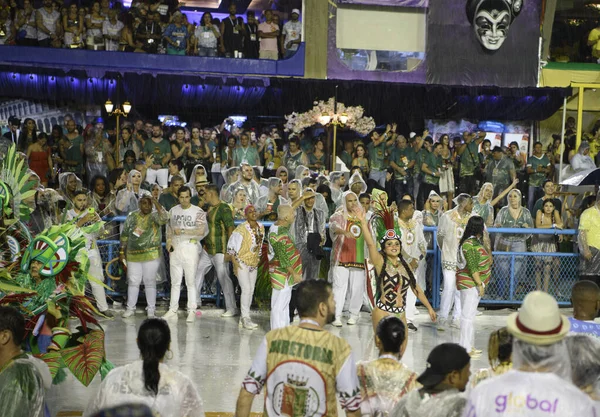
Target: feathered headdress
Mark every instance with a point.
(15, 186)
(386, 227)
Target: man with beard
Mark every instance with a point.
(160, 149)
(141, 245)
(247, 183)
(220, 227)
(305, 355)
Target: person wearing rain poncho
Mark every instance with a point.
(414, 249)
(68, 183)
(246, 182)
(231, 175)
(484, 203)
(394, 278)
(87, 219)
(24, 379)
(186, 228)
(589, 243)
(582, 160)
(450, 230)
(141, 249)
(385, 380)
(267, 204)
(337, 181)
(127, 198)
(540, 382)
(444, 382)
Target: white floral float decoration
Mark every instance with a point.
(356, 121)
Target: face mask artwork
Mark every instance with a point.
(491, 20)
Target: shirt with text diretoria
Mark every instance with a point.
(303, 370)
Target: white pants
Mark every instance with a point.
(351, 281)
(280, 307)
(411, 297)
(469, 300)
(222, 270)
(247, 280)
(450, 296)
(97, 272)
(136, 273)
(184, 260)
(161, 176)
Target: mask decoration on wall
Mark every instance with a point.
(491, 20)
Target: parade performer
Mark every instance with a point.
(245, 248)
(348, 257)
(285, 266)
(394, 276)
(92, 226)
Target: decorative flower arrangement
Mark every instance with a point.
(297, 122)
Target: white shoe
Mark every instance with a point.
(128, 313)
(170, 315)
(191, 317)
(230, 313)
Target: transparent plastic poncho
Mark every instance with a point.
(177, 395)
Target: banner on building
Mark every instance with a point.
(483, 42)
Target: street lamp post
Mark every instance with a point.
(117, 112)
(335, 120)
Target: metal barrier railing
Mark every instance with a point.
(514, 274)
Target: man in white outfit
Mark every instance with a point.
(348, 258)
(450, 230)
(141, 247)
(414, 249)
(186, 227)
(220, 228)
(90, 223)
(539, 383)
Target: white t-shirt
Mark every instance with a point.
(531, 394)
(292, 32)
(188, 219)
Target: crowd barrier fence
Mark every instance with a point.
(514, 274)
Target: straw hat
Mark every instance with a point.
(538, 321)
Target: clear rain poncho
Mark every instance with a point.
(357, 178)
(177, 394)
(127, 200)
(23, 384)
(449, 403)
(539, 385)
(584, 351)
(231, 176)
(192, 180)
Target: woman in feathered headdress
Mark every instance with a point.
(394, 276)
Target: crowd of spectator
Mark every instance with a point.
(149, 27)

---*---

**PROBLEM**. Show the lines of the listing above with "decoration".

**SOLVED EXERCISE**.
Target: white floral float decoration
Target: mask decoration on wall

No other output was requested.